▶ **RECORDS TO USE**
------------------------------

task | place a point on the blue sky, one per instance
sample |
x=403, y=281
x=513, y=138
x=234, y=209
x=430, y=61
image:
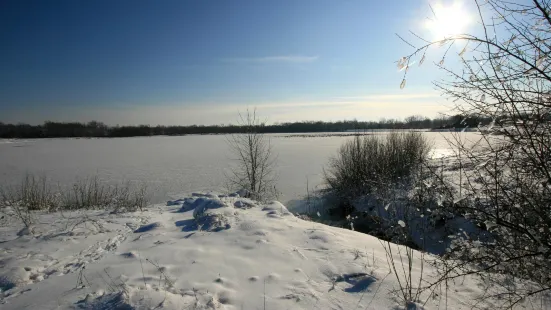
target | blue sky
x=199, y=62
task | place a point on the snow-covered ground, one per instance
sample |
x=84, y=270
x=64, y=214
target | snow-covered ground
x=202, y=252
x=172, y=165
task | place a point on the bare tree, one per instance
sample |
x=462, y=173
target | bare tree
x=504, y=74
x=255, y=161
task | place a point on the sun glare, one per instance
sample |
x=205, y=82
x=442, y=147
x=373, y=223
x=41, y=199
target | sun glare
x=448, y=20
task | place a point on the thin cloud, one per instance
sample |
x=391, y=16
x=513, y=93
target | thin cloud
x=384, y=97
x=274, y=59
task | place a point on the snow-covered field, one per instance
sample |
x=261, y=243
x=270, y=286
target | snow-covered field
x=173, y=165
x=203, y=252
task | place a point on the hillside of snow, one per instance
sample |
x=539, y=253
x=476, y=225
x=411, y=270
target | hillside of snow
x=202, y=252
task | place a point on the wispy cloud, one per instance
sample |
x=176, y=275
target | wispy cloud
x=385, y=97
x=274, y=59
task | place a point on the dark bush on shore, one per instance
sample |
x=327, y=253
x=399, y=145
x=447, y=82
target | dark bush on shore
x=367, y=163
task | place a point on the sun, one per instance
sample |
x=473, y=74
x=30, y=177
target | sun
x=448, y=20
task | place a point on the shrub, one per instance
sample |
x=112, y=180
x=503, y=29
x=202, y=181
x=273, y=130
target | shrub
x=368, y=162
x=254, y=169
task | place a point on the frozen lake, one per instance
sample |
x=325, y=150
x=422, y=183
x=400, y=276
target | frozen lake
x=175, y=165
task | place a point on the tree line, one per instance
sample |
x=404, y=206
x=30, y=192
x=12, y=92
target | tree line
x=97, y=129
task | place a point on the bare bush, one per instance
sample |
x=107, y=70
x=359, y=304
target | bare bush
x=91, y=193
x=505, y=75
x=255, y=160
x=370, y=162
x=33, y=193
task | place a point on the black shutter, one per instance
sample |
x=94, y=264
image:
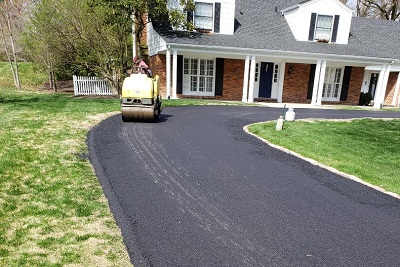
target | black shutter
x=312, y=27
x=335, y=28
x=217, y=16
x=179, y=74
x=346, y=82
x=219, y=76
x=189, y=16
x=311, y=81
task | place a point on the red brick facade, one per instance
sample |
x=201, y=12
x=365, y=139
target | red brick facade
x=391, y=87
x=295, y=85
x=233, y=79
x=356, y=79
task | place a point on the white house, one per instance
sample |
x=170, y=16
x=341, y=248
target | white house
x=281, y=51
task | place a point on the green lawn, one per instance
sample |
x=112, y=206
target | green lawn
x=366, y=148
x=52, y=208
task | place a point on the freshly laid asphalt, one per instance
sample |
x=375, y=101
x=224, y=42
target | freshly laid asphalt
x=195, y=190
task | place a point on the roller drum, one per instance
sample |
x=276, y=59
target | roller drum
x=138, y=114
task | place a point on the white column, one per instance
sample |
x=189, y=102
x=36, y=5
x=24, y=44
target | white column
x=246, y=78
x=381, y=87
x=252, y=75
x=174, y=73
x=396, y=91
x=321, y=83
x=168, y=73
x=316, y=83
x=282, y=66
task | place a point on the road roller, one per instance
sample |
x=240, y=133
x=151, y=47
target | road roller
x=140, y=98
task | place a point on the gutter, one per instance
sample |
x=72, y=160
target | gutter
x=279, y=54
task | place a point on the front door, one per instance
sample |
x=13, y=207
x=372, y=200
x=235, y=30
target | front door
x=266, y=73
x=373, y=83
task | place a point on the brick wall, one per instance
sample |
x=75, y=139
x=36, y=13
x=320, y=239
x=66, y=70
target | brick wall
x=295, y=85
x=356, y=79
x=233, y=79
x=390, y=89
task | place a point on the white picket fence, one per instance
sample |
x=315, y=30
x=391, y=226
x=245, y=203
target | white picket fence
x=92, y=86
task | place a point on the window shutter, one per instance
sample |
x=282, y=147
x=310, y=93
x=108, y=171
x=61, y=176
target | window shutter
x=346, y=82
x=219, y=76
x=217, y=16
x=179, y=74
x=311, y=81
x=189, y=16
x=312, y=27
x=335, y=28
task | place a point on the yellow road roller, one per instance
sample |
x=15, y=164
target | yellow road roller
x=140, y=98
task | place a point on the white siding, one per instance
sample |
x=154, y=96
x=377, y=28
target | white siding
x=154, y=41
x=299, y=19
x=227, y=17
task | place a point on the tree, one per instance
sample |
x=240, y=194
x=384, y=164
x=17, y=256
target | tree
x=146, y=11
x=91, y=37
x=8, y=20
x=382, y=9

------------------------------

▶ **TASK INSTRUCTIONS**
Could you copy every row above word for word, leaving out the pictures?

▶ **EXPECTED OUTPUT**
task | place a point on the blue sky, one per instance
sample |
x=403, y=281
x=513, y=138
x=234, y=209
x=430, y=61
image:
target | blue sky
x=199, y=62
task | place a point on the snow-covered ground, one per instance
sample |
x=84, y=270
x=64, y=214
target | snow-covered ground
x=202, y=252
x=172, y=165
task | place a point on the bare tree, one per instance
sample |
x=462, y=173
target | bare tree
x=504, y=74
x=255, y=161
task | place a point on the sun glare, one per instance
sample |
x=205, y=82
x=442, y=147
x=373, y=223
x=41, y=199
target | sun glare
x=448, y=20
task | place a point on the thin cloud, one per instance
sample |
x=391, y=16
x=513, y=93
target | thin cloud
x=384, y=97
x=274, y=59
task | place a point on the snow-covered field, one per instance
sample |
x=261, y=243
x=270, y=286
target | snow-covered field
x=173, y=165
x=203, y=252
task | place a point on the hillside of snow, one per instance
sample |
x=539, y=253
x=476, y=225
x=411, y=270
target | hillside of snow
x=202, y=252
task | place a point on the wispy cloud, one per instance
sample |
x=176, y=275
target | wispy cloud
x=385, y=97
x=274, y=59
task | place a point on the dark bush on shore, one per instance
sample |
x=327, y=253
x=399, y=145
x=447, y=82
target | dark bush on shore
x=367, y=163
task | place a point on the sun, one per instance
sample |
x=473, y=74
x=30, y=177
target | sun
x=448, y=20
task | place a point on the shrub, one per instance
sample |
x=112, y=180
x=503, y=29
x=202, y=181
x=273, y=130
target | shrub
x=368, y=162
x=254, y=169
task | place a point on the frozen lake, one per instance
sample |
x=325, y=150
x=422, y=183
x=400, y=276
target | frozen lake
x=175, y=165
task | place a point on the tree line, one per instance
sample |
x=404, y=206
x=30, y=192
x=12, y=92
target | tree line
x=97, y=129
task | place a point on the bare bush, one per instance
sample |
x=107, y=70
x=359, y=304
target | bare bush
x=91, y=193
x=505, y=75
x=255, y=160
x=370, y=162
x=33, y=193
task | place a point on the black shutter, one per instance
sample |
x=94, y=264
image:
target | black shutter
x=312, y=27
x=335, y=28
x=217, y=16
x=179, y=74
x=346, y=82
x=219, y=76
x=189, y=16
x=311, y=81
task | place a point on the red brick facade, one per instance
sample |
x=201, y=12
x=365, y=139
target | red brick facade
x=391, y=87
x=295, y=85
x=233, y=79
x=356, y=79
task | place a point on the white house, one per instance
sample |
x=170, y=16
x=341, y=248
target | white house
x=281, y=51
task | place a point on the green lawn, one per instance
sample |
x=112, y=206
target | green lawn
x=366, y=148
x=52, y=208
task | place a point on the freshly laid asphalt, one per instance
sample |
x=375, y=101
x=224, y=42
target | freshly laid asphalt
x=195, y=190
task | place a point on the roller drum, one per instance
sample |
x=276, y=59
target | roller drum
x=138, y=114
task | place a point on the white column, one per instance
sample |
x=189, y=102
x=36, y=5
x=24, y=44
target | white column
x=246, y=78
x=381, y=87
x=252, y=75
x=174, y=73
x=396, y=91
x=321, y=83
x=168, y=73
x=316, y=83
x=282, y=66
task | place a point on the road roller, one per instance
sample |
x=240, y=133
x=151, y=47
target | road roller
x=140, y=98
task | place a point on the gutter, one per instance
sample |
x=72, y=160
target | gutter
x=279, y=54
task | place a point on the front door, one per instance
sample |
x=13, y=207
x=372, y=200
x=235, y=30
target | front door
x=266, y=73
x=373, y=83
task | place a point on the brick wall, one per instance
sample |
x=75, y=139
x=36, y=13
x=320, y=239
x=66, y=70
target | brick wall
x=295, y=85
x=356, y=79
x=233, y=79
x=390, y=89
task | place a point on the white picket fence, one per instance
sample |
x=315, y=30
x=391, y=226
x=245, y=203
target | white picket fence
x=92, y=86
task | place a point on the window shutter, one per instance
sample |
x=282, y=147
x=310, y=93
x=108, y=171
x=61, y=176
target | window shutter
x=346, y=82
x=219, y=76
x=217, y=16
x=179, y=74
x=311, y=81
x=189, y=16
x=312, y=27
x=335, y=28
task | place a point on the yellow road roller, one per instance
sample |
x=15, y=164
target | yellow road roller
x=140, y=98
task | place a point on the white siding, one per instance
sample |
x=154, y=96
x=377, y=28
target | white siding
x=154, y=41
x=299, y=19
x=227, y=17
task | place a point on the tree, one per instance
sample |
x=240, y=194
x=384, y=164
x=17, y=256
target | tree
x=146, y=11
x=91, y=37
x=8, y=20
x=382, y=9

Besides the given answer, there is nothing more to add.